Langston Love

Personal information
- Born: April 21, 2002 (age 24) Universal City, Texas, U.S.
- Listed height: 6 ft 5 in (1.96 m)
- Listed weight: 210 lb (95 kg)

Career information
- High school: Byron P. Steele II (Cibolo, Texas); Montverde Academy (Montverde, Florida);
- College: Baylor (2022–2025); Georgetown (2025–2026);
- NBA draft: 2026: undrafted
- Position: Shooting guard

= Langston Love =

American basketball player (born 2002)

Langston Hasan Love (born April 21, 2002) is an American basketball player. He played college basketball for the Baylor Bears and the Georgetown Hoyas.

==High school career==
Love began his high school career at Steele High School in Cibolo, Texas. He averaged 23.1 points, 7.8 rebounds and 1.5 steals per game as a sophomore. Following his sophomore season, Love transferred to Montverde Academy and played alongside Cade Cunningham, Scottie Barnes, Moses Moody, Day'Ron Sharpe, Dariq Whitehead, and Caleb Houstan. As a junior, he scored 18 points against McEachern High School during the Hoophall Classic. Love helped Montverde to a GEICO National title as a senior, contributing 13 points, seven rebounds and five assists in a 62–52 win against Sunrise Christian Academy. Love was named to the roster of the Jordan Brand Classic.

===Recruiting===
Love was a consensus four-star recruit and one of the top shooting guards in the 2021 class. On July 15, 2020, he committed to playing college basketball for Baylor, the first school to offer him a scholarship. He chose the Bears over offers from Stanford, Texas, UCLA, Kansas, Arkansas, Villanova, Illinois, Texas Tech, Texas A&M and Oklahoma State. Love became the highest-rated Baylor signee since Isaiah Austin committed in 2012, and the fourth-highest ranked prospect in program history.

=== SUPPLIED ENTRIES ===
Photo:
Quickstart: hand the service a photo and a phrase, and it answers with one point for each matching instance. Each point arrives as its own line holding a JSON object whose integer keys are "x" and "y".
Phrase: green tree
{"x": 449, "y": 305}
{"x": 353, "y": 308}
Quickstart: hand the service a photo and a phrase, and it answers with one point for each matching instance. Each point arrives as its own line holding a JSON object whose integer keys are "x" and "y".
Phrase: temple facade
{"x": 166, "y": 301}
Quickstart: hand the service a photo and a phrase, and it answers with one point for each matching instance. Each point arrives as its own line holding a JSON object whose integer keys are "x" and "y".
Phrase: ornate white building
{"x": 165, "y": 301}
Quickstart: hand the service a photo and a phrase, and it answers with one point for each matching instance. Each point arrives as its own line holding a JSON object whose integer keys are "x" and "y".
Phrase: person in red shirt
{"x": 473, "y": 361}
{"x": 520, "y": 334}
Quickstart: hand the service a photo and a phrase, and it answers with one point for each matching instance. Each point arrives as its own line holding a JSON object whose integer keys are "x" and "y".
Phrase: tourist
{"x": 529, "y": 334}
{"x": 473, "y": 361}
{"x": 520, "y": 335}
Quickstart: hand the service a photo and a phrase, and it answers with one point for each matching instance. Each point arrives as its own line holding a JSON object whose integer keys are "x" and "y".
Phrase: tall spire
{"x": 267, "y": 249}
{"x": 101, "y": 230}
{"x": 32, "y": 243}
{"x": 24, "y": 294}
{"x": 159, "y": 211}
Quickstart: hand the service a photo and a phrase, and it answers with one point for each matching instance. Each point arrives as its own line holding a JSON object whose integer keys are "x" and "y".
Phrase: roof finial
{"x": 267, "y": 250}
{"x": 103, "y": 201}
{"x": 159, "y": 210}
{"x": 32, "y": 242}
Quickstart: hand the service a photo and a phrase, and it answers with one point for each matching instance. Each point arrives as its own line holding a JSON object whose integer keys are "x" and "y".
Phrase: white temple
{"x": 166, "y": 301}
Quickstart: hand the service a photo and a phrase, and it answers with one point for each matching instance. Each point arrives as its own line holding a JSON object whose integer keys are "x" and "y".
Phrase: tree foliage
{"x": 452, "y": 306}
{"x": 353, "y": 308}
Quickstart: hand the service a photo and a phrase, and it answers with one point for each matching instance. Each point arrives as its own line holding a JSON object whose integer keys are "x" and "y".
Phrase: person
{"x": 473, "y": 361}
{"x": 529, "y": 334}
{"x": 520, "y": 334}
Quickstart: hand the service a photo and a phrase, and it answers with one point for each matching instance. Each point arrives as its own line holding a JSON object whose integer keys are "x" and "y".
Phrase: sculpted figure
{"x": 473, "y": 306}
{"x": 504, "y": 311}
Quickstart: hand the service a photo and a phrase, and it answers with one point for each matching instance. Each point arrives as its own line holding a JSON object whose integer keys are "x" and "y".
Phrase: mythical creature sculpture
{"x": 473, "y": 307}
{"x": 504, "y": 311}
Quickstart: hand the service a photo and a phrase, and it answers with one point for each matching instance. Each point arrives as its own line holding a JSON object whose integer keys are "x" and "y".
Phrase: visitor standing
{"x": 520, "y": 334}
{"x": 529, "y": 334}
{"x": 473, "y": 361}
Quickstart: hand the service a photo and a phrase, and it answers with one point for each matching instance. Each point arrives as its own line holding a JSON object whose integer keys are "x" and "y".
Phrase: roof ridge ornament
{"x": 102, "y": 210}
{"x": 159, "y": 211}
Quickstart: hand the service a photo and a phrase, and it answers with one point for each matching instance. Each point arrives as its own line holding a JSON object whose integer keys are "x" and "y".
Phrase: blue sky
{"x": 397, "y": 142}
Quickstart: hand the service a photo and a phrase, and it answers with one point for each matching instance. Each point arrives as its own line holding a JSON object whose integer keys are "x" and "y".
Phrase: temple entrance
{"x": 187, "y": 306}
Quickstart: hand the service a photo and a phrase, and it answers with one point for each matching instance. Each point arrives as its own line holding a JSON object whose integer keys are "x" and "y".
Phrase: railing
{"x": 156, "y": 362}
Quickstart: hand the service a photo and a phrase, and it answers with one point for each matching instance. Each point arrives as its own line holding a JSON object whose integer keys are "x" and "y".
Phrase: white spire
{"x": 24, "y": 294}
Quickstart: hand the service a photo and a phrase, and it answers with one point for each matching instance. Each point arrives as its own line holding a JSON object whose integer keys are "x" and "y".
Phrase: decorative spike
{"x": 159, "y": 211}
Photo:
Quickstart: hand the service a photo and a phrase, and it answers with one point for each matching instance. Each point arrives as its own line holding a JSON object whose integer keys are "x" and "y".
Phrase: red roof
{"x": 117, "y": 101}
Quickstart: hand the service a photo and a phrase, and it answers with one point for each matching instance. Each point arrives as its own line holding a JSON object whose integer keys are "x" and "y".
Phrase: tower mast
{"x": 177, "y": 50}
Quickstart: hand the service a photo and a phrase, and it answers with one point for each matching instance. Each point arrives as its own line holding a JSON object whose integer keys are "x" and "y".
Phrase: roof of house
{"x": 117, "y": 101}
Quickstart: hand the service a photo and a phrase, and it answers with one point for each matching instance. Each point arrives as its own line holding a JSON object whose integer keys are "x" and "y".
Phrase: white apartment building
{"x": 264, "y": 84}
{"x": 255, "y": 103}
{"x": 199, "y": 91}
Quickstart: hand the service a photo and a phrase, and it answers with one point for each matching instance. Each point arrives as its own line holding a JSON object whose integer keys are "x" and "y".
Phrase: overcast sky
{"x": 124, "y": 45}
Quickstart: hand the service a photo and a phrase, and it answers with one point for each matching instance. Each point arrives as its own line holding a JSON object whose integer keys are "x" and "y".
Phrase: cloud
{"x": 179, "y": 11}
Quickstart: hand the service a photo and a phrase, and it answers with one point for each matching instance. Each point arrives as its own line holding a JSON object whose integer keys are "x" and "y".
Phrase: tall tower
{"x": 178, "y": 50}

=== WRITTEN TASK ===
Copy the part of the Langston Love article that opens with the words containing "American basketball player (born" and closes with "Jordan Brand Classic.", and replace "sophomore" with "second-year" throughout it. The lines are separate material, apart from the Langston Love article.

=== FULL ANSWER ===
American basketball player (born 2002)

Langston Hasan Love (born April 21, 2002) is an American basketball player. He played college basketball for the Baylor Bears and the Georgetown Hoyas.

==High school career==
Love began his high school career at Steele High School in Cibolo, Texas. He averaged 23.1 points, 7.8 rebounds and 1.5 steals per game as a second-year. Following his second-year season, Love transferred to Montverde Academy and played alongside Cade Cunningham, Scottie Barnes, Moses Moody, Day'Ron Sharpe, Dariq Whitehead, and Caleb Houstan. As a junior, he scored 18 points against McEachern High School during the Hoophall Classic. Love helped Montverde to a GEICO National title as a senior, contributing 13 points, seven rebounds and five assists in a 62–52 win against Sunrise Christian Academy. Love was named to the roster of the Jordan Brand Classic.